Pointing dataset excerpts
######

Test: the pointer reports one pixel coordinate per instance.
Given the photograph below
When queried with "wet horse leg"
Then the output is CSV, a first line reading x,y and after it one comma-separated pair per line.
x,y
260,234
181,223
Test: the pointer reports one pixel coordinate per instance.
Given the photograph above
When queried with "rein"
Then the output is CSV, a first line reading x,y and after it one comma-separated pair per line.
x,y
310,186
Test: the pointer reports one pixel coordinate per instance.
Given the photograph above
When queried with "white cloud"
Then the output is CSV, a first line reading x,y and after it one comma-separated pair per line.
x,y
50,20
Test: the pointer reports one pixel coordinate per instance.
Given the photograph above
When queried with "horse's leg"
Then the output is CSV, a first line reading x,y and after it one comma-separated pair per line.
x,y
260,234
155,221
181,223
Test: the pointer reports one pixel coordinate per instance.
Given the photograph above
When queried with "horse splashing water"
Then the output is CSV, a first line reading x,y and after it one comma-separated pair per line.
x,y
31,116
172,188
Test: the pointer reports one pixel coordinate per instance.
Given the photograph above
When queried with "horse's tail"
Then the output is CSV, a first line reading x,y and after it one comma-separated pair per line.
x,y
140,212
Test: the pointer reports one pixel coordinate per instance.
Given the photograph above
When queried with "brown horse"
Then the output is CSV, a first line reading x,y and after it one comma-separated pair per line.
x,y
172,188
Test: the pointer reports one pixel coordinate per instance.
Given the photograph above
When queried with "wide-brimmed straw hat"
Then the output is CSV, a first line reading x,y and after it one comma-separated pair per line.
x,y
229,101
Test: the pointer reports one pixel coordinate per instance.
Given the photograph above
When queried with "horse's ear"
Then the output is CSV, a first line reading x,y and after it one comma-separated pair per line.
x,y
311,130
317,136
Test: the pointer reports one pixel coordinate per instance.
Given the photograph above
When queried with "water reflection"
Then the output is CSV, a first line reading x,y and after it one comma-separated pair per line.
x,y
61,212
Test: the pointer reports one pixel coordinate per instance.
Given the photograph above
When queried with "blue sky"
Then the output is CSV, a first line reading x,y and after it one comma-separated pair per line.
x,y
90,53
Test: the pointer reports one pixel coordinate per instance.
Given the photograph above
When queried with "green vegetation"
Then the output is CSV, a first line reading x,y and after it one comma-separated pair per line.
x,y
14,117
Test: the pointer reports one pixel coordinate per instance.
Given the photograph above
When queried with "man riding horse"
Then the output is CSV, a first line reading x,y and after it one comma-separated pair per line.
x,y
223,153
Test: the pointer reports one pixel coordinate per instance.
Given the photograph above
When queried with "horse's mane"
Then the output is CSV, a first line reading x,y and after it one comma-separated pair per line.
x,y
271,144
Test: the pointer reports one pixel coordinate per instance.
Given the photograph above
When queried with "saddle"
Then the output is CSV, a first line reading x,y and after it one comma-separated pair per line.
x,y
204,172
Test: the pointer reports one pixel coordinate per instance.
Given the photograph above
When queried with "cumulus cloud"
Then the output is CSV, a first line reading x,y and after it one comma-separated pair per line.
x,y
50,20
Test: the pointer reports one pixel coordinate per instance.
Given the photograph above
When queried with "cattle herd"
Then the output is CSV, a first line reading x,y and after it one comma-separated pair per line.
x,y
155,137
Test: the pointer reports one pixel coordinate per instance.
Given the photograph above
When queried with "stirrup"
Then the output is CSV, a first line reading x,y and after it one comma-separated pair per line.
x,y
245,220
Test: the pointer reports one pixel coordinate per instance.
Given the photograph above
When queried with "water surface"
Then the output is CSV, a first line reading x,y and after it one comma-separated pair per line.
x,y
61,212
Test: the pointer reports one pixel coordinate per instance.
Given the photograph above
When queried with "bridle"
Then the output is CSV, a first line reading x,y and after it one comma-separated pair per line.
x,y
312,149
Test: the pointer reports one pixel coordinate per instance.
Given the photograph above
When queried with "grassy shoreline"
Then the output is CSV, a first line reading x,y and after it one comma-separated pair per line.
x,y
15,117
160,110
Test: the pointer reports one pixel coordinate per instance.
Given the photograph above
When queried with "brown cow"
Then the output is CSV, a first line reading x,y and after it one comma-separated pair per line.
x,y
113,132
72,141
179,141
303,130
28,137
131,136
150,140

######

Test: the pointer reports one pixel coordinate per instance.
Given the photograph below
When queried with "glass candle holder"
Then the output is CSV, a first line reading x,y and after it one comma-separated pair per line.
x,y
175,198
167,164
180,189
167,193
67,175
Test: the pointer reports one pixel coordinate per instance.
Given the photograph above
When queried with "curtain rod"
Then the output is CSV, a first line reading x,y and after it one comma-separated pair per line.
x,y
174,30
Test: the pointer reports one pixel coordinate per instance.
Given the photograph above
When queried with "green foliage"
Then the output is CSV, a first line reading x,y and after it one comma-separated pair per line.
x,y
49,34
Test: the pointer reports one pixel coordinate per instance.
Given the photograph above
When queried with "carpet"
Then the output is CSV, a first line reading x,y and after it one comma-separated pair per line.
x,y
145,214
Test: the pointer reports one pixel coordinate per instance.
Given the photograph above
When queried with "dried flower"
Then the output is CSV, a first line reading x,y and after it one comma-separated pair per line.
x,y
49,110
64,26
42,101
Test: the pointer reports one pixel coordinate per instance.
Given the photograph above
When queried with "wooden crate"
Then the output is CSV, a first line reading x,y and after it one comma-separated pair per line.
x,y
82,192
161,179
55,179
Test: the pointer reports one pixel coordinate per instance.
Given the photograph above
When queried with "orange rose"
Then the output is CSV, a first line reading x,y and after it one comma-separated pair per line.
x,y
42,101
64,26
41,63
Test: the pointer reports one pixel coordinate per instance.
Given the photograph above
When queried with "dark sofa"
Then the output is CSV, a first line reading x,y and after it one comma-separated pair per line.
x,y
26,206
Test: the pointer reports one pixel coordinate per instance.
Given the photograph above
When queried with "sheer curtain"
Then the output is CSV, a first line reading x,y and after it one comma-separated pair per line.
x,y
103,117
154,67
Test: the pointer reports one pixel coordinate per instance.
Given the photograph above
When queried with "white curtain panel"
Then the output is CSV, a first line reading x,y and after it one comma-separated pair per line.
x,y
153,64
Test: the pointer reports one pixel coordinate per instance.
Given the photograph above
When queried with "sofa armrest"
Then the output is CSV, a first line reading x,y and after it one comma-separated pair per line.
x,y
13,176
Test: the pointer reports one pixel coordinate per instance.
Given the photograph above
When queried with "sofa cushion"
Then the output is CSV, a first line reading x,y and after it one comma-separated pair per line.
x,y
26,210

######

▸ Prompt
Pull out every line in the items above that contains the word "cloud", matching case exactly.

▸ Solution for this problem
When queried with "white cloud"
When queried with "cumulus cloud"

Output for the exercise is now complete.